Estación de Tránsito. Una novela de Juan Félix Bellido

20/11/18 +Jerez Carlos Manuel López Ramos
El término alemán Bildungsroman, acuñado por el filólogo Johann Morgenstern en 1819, designa un tipo de novela conocido como ‘de aprendizaje’, toda vez que responde a un relato estructurado en torno a un periodo de la vida de un personaje que cubre desde su infancia hasta que alcanza la madurez; es decir, el proceso que le lleva a aprender, mejor o peor, lo que es la vida. Pero, acudiendo a una licencia, cabría también hablar de una novela orientada temáticamente hacia una segunda fase de aprendizaje que partiría desde la madurez del personaje hacia adelante, habida cuenta de que el ser humano nunca deja de saber cosas nuevas sobre la existencia.
——————
Aplica lo leído:
1) Según la reseña, ¿por qué se podría hablar de una novela centrada en una segunda fase de aprendizaje que parte de la madurez del personaje?
2) Actualiza la reseña comenzando en "Estación de Tránsito." y terminando en "sobre la existencia.", con "filólogo" cambiado por "lingüista".
——————
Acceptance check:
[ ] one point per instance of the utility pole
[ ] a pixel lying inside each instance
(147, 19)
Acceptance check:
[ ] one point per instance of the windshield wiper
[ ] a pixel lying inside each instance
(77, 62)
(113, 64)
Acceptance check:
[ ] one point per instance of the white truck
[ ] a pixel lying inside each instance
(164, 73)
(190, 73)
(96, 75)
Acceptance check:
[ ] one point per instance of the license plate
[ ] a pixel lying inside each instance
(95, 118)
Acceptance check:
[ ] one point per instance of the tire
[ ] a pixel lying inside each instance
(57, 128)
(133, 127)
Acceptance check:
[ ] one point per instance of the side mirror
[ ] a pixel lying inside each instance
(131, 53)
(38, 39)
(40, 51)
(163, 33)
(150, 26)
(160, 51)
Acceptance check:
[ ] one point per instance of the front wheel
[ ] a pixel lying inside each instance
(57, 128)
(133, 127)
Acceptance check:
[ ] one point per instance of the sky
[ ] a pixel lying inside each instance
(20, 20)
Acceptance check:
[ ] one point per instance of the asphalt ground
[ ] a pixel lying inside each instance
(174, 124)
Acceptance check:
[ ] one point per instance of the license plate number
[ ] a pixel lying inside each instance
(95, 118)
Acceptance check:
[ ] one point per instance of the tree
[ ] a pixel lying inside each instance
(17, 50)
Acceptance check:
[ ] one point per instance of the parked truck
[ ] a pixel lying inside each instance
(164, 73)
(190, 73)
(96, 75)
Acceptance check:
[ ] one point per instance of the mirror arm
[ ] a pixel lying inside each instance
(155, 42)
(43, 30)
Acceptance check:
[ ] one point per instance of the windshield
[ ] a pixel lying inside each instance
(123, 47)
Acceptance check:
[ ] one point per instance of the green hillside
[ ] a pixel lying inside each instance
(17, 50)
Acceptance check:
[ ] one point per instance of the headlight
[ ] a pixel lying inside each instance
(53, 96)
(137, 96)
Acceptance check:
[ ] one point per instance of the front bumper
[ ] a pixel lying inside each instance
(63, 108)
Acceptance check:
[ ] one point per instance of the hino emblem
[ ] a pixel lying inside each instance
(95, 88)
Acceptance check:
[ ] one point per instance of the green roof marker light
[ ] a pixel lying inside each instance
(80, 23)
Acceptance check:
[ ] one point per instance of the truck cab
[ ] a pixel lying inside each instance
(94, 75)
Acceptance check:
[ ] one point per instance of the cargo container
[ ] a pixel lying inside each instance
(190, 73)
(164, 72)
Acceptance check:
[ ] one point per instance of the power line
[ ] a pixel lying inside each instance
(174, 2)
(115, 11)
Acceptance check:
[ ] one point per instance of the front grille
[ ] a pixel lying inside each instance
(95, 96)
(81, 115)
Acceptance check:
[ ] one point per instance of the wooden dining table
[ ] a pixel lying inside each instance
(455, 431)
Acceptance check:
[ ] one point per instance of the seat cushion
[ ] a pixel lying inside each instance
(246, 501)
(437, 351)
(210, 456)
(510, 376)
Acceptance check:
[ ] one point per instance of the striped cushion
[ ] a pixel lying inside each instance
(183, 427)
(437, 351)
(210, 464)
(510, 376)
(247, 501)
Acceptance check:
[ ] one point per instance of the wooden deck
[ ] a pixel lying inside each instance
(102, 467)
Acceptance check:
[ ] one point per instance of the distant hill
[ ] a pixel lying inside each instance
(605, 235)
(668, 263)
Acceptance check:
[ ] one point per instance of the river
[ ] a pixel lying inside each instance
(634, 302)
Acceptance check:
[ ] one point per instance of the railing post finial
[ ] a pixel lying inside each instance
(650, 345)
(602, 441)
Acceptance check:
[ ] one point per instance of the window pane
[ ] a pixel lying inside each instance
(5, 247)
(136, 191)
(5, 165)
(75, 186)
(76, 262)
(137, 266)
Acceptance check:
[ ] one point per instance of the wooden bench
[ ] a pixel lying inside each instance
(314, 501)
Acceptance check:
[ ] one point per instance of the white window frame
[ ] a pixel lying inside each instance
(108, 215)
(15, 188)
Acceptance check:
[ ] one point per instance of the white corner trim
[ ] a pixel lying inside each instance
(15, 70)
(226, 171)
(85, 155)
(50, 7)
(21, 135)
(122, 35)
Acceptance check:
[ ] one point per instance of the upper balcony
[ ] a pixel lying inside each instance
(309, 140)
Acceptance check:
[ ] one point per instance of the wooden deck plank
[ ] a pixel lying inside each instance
——————
Respuestas por tarea:
1) Porque el ser humano nunca deja de aprender cosas nuevas sobre la existencia. Por eso el aprendizaje no termina al llegar a la madurez y puede continuar a partir de ella.

2)
Estación de Tránsito. Una novela de Juan Félix Bellido

20/11/18 +Jerez Carlos Manuel López Ramos
El término alemán Bildungsroman, acuñado por el lingüista Johann Morgenstern en 1819, designa un tipo de novela conocido como ‘de aprendizaje’, toda vez que responde a un relato estructurado en torno a un periodo de la vida de un personaje que cubre desde su infancia hasta que alcanza la madurez; es decir, el proceso que le lleva a aprender, mejor o peor, lo que es la vida. Pero, acudiendo a una licencia, cabría también hablar de una novela orientada temáticamente hacia una segunda fase de aprendizaje que partiría desde la madurez del personaje hacia adelante, habida cuenta de que el ser humano nunca deja de saber cosas nuevas sobre la existencia.